(Deine Aufgabe): Gib sämtliche Zeilen der folgenden Daten unverändert aus. Die Bilder lässt du in deiner Antwort weg.

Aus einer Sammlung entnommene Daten
###

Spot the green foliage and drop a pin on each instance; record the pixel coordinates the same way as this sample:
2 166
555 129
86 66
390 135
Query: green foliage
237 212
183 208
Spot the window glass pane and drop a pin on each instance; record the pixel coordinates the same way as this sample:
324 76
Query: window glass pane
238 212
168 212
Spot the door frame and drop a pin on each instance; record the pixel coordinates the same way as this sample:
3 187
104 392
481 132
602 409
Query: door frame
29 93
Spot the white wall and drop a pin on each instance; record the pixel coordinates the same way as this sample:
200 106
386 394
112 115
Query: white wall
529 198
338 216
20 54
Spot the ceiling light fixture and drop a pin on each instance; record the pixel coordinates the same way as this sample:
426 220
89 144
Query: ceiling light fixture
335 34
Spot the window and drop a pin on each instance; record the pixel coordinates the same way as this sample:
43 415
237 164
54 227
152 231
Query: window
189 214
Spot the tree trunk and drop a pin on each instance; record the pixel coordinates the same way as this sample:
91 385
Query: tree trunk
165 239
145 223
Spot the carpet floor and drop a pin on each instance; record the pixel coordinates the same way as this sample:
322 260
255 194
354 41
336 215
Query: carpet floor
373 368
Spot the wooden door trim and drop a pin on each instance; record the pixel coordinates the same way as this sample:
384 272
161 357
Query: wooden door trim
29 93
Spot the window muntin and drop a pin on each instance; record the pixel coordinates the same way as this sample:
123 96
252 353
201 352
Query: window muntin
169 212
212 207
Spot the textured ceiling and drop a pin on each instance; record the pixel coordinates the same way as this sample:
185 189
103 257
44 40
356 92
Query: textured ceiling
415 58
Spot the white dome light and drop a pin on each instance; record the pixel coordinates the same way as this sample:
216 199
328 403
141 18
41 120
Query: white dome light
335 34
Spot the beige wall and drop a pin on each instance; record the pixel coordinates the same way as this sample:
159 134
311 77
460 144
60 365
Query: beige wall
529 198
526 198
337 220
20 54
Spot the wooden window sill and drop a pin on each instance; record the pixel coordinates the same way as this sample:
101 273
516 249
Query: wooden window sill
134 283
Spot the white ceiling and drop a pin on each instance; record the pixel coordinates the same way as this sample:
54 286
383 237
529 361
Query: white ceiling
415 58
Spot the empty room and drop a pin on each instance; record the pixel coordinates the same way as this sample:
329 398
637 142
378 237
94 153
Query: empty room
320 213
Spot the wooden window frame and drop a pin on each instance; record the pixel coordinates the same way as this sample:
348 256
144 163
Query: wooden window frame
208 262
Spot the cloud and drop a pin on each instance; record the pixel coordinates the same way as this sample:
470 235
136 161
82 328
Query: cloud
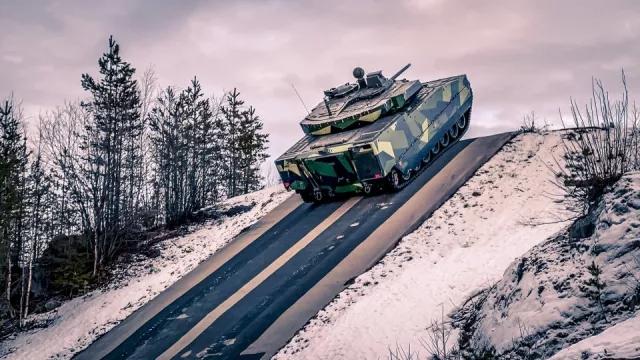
519 55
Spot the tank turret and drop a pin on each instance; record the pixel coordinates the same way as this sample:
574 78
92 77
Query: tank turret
375 133
353 105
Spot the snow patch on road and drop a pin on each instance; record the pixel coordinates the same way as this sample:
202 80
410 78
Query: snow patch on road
80 321
464 246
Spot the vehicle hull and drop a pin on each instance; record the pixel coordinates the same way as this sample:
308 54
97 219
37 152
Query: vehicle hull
358 160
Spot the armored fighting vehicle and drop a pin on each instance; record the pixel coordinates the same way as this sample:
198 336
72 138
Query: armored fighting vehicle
376 133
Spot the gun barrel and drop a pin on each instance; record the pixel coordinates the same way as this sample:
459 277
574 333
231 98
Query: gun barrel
395 76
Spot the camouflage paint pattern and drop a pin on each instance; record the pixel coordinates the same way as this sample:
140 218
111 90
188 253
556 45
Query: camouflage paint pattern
416 132
319 122
403 142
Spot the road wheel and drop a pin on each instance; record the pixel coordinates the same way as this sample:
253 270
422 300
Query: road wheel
445 140
306 197
454 132
394 179
436 149
427 158
407 176
462 123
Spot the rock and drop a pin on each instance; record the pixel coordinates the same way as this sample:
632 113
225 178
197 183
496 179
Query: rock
51 304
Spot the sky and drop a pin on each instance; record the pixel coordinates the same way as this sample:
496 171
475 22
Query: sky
520 56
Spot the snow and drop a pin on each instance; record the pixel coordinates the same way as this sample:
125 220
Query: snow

###

(Ergebnis):
Spot the green foliage and drop a pin on each instance; record the pixel coordinates the same way as this sample:
2 166
555 129
86 66
390 135
Query: green foliage
237 212
183 208
Spot the window glass pane and drop a pin on each instance; record the pixel coordinates the same way as this sample:
324 76
Query: window glass pane
238 212
168 212
Spot the door frame and drop a pin on each instance; record the pixel coordinates the same way as this sample:
3 187
104 392
481 132
602 409
Query: door frame
29 93
Spot the white wall and drop a pin on each instance; record the pixel coordinates the same way as this sample:
200 106
386 394
112 115
Query: white wall
529 198
338 216
20 54
Spot the ceiling light fixture and drop a pin on each instance; record the pixel coordinates the same way as this sample:
426 220
89 144
Query: ceiling light fixture
335 34
Spot the window and drop a pin on each instance; record the pixel coordinates the same way as this sample:
43 415
237 164
54 227
152 231
Query: window
189 214
Spot the tree trunk and drop a pin on each instance; record the pixel coordinates the same way as this sample:
91 385
Query: tree trunk
165 239
145 223
Spot the carpet floor and drop a pin on each instance; record the pixel coordinates the same way as this sample:
322 260
255 194
354 41
336 215
Query: carpet floor
373 368
Spot the wooden door trim and drop a pin on each instance; record the pixel coordinates the same way as this sample:
384 272
161 357
Query: wooden door trim
29 93
Spot the window muntin and drop a pin on each instance; record the pixel coordinates the same way as this sample:
123 96
252 353
201 352
Query: window muntin
169 212
212 207
Spot the textured ceiling and drop a pin on each instance; record the pixel coordinates the same way as this sample:
185 189
103 257
44 40
356 92
Query: textured ceiling
415 58
Spot the white dome light and drop a pin on each instance; record the pixel coordinates the same way as this sample:
216 199
328 403
141 18
41 120
Query: white dome light
335 34
Spot the beige wall and drop a pin on each instance; record the pixel coordinates the same way as this sample:
159 134
311 77
460 144
60 365
Query: beige wall
529 198
526 198
337 220
20 54
Spot the wooden window sill and drop a pin on each instance; record the pixel coordinates the same way as this sample:
101 273
516 249
Query: wooden window sill
134 283
Spot the white ceiling and drop a pin on each instance; record the pixel coordinates the same way as this sample:
54 286
383 237
529 361
Query: white ceiling
415 58
Spot the empty room and drop a pin on each instance; record the pixel coordinates the same way as this sample:
329 398
637 142
378 237
94 153
Query: empty room
320 213
Spot the wooden window frame and drop a pin on each instance; record the pixel coordinates the same way as this sample:
348 256
144 163
Query: wooden window frame
208 262
Spot the cloud and drop a pin on each instance; record the pixel coordinates the same way as this sample:
470 235
136 161
82 328
Query: cloud
519 55
Spot the tank turret and drop a pin on each instance; record the pixel coordinates the same way as this sample:
574 78
92 77
Query: tank turret
375 133
353 105
Spot the snow patch on road and drop a pin on each instance; record the pixel coordinates the same way as this sample:
202 80
410 78
Query: snow patch on road
80 321
464 246
Spot the vehicle hull and drop a pin on each instance; record the pixel coordinates the same way as this sample:
308 54
97 219
37 152
Query: vehicle hull
358 160
Spot the armored fighting vehicle and drop a pin on each instance; record the pixel coordinates the same way as this sample:
198 336
72 138
Query: armored fighting vehicle
376 133
Spot the gun barrel and drop a pin on each instance; record the pixel coordinates the same way as this sample:
459 277
574 333
231 98
Query: gun barrel
395 76
Spot the camouflage paint pattern and drop a pin on each instance; record the pixel coordinates the same way as this sample:
140 218
111 90
188 253
556 45
Query: camouflage paint pattern
416 132
319 122
403 142
Spot the road wheel and drop a pin on each instance; record the pixel coordinates the same way as this sample:
253 270
422 300
Query: road wheel
445 140
306 197
454 132
394 179
436 149
427 158
407 176
462 123
Spot the rock and drop a pin on each instance; record the pixel coordinates the same way as this sample:
632 113
225 178
197 183
496 179
Query: rock
51 304
Spot the sky and drop a pin on each instance; record the pixel coordinates the same way as this sample:
496 171
475 22
Query: sky
520 56
Spot the snow and drop a pin on each instance; record the pixel coordinates the same way as this sample:
125 220
Query: snow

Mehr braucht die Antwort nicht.